-
Madziu własnie u siebie pisałam, ze rowerek bierzemy od mojej Siostry, choć on jest z deczka już rozwalony.. ale cicho sza.. jeździ, to najważniejsze Boziu ile on ma już km w kołach.. to wcale nie ma się co dziwić, ze jest zjechany
Urodzinki mam we wrzesniu (9) a Ty?
A na zdjęcie czeeeeeeekam
Słonko super, ze tyle sportu.. a apetyt wieczorem to większość osób ma.. ja też nie wiem dlaczego to tak.....
miłego wieczorku
-
Ale sobie dzielnie ćwiczysz i dietkujesz.
Nawet pozazdrościłam i chciałam też się poruszać, ale okazało się, że raczej jeszcze nie teraz.
Do tego wizyta u teściowej . To ja już wolę moją sraczkę
Przyszłam powiedzieć dobranoc i zmykam do siebie, bo coś rzadko tam ostatnio bywam.
Buziaki od Kaszani
-
Magdalenko, sportu masz tyle ile dwie mnie chciały by mieć razem wzięte Znaczy się dużo. Czego po raz kolejny gratuluję. Twoja skóra i mięśnie na pewno się odwdzięczą.
-
Madziu dzięki za fotki
dostałam fotki, własnie z W. je obejrzelismy i musiałam mu o Tobie opowiadać (zreszta nie pierwszy już raz ale W. jeszcze się myli kto jest kto i muszę przypominać mu) i powiedzial ze macie fajnie, ze mieszkacie w Niemczech i Was pozdrawia
przesyłam Ci coś w rewanżu buziaczki i dobranoc!!

Fragment źródła:
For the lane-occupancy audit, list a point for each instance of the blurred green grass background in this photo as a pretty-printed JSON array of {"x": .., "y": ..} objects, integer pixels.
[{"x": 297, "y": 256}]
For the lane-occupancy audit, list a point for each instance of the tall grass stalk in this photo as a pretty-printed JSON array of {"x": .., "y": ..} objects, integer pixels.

Zadanie: Podaj dalszy ciąg forumowej wymiany komentarzy o ćwiczeniach i diecie, zaczynając od miejsca po jej ostatnim zdaniu. Do wykonania zadania wiersze nie są potrzebne.

Odpowiedź:
-
A teaz to juz naprawde mowie dobranoc, bo z pokoju obok dochodza mnie komentarze, ze mnie to jakby w ogole w tym domu nie bylo. wiec ide sie pokazac
Anius: fajnie, ze dostalas i juz lece zobaczyc, co tam przyslalas. Powiedz W. , ze sa dobre i zle strony. Tzn. zle to takie, ze nie mamy tu zadnej rodziny. Kompletnie nikogo i bardzo tesknimy. Np bardzo wam tych obiadkow niedzielnych zazdroszcze itp. Zle jest tez to, ze trzeba mowic w tym brzydkim jezyku i ludzie sa dziwni....tacy kazdy sobie rzepke skrobie..duzo im do naszej polskiej serdecznosci brakuje! ale tak to jest, wszedzie dobrze tam, gdzie nas nie ma!
KAszania: ale ci sie udalo to zestawienie tesciowej i sraczki! Ty to masz poczucie humoru, myslalam, ze pekne ze smiechu. Moj maz kochany to juz w ogole nie kapuje, czemu ja sie ciagle do komputera smieje) U ciebie troche wiecje pofilozofowalam, za co z gory przepraszam. Czasem tak mam
Wkra: Ty sie tez ladnie sportujesz!! Skora i miesnie...no moglyby sie odwdzieczyc, w koncu czegos oczekuje za to moje nadludzkie poswiecenie
-
Magdaleno, a czy ja też się mogę załapać na zdjęcie? Oczywiście odwdzięczę się! Jeśli tak to wyślij mi je na bogini_1 (at) o2.pl
U mnie słonecznie od rana, a u ciebie?
-
Wstalam rano, patrze a tu slonce!!! Slonce, slonce i slonce!! Nareszcie, bo zapomnialam, ze to lato mamy. Az chce sie zyc. Wskoczylam w spodnie 3/4 koloru, ktory bodajze zwie sie seledynowy, gorna czesc zamaskowalam na czarno i wskoczylam na rowerek, muzyczka w uszkach i przyjechalam do pracy...10 min spozniona, ale to u mnie normalne...wiem, wiem bardzo zly nawyk.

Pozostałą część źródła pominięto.